#### [SELECTED PASSAGE]
++++++++++

ES: Embedded System Design | Amr Tarek

In embedded design, we typically classify software architecture into three main models:

Bare-Metal (Super Loop)
RTOS-Based Systems
Embedded Linux / Generic OS Systems

When we design an embedded system, we are not just writing code — we are defining how the system thinks, reacts, schedules, isolates, and protects itself.

The architectural choice usually evolves like this:

Simple control system
        ↓
Growing complexity
        ↓
Concurrent activities
        ↓
Need for scheduling
        ↓
Need for isolation + networking + UI
        ↓
Full OS (Linux)

Let us walk step by step — and see how each design naturally leads to the next.

Bare-Metal Systems (Super Loop Architecture)

Bare-metal is where every embedded engineer begins.

Bare-metal means:

The firmware runs directly on hardware without any operating system.

There is:

No operating system
No scheduler
No memory protection
No abstraction layer
Direct register-level control

The firmware runs directly after reset.

The CPU executes a single main() loop forever.

          +-------------------+
Power →   |   Reset Vector    |
          +---------+---------+
                    |
                    v
          +-------------------+
          |   Startup Code    |
          | (Init Stack/BSS)  |
          +---------+---------+
                    |
                    v
          +-------------------+
          |      main()       |
          +---------+---------+
					|
					v
		  +----------------------+
		  |      while(1)        |
		  |----------------------|
		  | read_sensors()       |
		  | process_data()       |
		  | update_outputs()     |
		  +----------------------+

int main(void)
{
    init_peripherals();

    while(1)
    {
		Task_A();
		Task_B();
		Task_C();
    }
}

Time →
| A | B | C | A | B | C | A | ...

++++++++++

#### [GIVEN REQUEST A]
Which lines in the listing below contain the word "deck"? Pick out each one and copy it, treating case as significant.

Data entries
++++++++++

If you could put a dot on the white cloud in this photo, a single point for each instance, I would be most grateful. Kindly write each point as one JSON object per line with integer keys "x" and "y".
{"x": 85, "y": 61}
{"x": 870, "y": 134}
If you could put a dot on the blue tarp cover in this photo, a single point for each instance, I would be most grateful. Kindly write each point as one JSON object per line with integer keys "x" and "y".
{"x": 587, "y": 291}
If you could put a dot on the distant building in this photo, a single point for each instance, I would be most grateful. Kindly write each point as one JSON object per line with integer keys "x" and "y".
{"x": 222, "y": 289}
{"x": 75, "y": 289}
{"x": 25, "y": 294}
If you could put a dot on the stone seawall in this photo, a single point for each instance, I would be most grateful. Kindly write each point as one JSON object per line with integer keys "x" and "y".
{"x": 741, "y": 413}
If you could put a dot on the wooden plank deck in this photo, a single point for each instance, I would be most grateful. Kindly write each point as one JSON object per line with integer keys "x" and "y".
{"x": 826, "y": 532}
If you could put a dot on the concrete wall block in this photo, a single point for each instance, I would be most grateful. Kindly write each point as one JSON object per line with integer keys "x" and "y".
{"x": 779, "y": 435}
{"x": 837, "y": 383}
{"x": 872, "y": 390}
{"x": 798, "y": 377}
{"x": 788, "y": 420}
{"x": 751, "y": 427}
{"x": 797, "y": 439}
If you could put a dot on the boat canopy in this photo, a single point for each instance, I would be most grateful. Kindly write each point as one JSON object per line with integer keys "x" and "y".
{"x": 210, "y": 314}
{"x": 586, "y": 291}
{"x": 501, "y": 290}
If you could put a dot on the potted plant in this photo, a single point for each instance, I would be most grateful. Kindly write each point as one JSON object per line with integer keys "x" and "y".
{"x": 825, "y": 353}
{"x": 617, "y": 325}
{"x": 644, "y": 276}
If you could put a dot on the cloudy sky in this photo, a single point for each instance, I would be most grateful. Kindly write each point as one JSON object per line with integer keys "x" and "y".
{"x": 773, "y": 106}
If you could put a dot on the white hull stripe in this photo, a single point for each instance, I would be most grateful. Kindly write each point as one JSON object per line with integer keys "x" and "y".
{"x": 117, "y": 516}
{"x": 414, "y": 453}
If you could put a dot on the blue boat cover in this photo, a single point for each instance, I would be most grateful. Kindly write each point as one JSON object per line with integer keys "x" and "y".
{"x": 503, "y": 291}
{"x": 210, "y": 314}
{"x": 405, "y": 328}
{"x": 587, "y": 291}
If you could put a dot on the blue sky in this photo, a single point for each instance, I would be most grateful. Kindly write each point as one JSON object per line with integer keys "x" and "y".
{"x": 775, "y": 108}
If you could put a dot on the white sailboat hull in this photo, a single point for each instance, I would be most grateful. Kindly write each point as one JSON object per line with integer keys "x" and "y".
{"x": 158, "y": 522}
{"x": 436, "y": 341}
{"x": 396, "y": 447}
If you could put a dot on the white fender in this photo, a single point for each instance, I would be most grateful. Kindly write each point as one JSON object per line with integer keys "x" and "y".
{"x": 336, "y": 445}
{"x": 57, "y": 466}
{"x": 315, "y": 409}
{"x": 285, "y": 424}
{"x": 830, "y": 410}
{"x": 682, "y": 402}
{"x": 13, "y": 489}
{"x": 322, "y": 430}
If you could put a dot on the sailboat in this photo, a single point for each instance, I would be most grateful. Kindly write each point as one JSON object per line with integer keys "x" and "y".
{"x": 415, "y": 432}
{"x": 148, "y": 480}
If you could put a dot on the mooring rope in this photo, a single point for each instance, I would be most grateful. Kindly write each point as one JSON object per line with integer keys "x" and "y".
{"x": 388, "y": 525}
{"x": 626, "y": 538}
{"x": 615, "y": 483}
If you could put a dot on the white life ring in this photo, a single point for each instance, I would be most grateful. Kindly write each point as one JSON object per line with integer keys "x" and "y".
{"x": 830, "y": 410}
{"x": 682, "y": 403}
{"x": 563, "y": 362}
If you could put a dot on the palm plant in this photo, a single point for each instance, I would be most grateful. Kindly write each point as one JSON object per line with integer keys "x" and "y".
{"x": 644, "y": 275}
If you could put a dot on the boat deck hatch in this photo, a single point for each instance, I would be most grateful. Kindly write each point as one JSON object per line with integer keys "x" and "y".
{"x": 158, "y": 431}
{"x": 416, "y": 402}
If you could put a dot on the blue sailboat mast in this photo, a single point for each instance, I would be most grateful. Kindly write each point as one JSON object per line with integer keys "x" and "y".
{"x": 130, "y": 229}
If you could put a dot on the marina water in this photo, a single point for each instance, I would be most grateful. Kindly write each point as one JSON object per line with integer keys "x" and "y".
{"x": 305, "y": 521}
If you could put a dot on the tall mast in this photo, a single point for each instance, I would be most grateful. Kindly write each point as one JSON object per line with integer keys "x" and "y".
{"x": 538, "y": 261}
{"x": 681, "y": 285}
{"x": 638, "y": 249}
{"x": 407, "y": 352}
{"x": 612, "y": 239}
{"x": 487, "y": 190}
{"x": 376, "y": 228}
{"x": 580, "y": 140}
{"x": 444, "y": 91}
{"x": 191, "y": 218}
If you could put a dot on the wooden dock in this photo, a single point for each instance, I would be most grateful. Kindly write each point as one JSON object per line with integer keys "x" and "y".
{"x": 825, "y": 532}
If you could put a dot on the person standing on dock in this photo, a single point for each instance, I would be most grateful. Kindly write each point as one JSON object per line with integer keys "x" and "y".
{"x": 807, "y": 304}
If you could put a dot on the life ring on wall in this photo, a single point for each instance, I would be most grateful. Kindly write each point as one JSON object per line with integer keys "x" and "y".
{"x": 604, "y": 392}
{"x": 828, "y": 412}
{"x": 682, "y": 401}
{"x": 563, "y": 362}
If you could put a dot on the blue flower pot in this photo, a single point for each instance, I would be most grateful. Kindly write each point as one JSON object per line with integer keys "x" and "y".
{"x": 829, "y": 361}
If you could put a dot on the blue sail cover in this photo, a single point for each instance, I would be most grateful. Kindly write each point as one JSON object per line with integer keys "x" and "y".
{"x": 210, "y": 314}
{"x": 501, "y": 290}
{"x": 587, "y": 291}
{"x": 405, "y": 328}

++++++++++

#### [GIVEN REQUEST B]
According to the embedded system design text above, what does the CPU execute forever in a bare-metal system?

#### [WRITTEN REPLY A]
If you could put a dot on the wooden plank deck in this photo, a single point for each instance, I would be most grateful. Kindly write each point as one JSON object per line with integer keys "x" and "y".
If you could put a dot on the boat deck hatch in this photo, a single point for each instance, I would be most grateful. Kindly write each point as one JSON object per line with integer keys "x" and "y".

#### [WRITTEN REPLY B]
A single main() loop.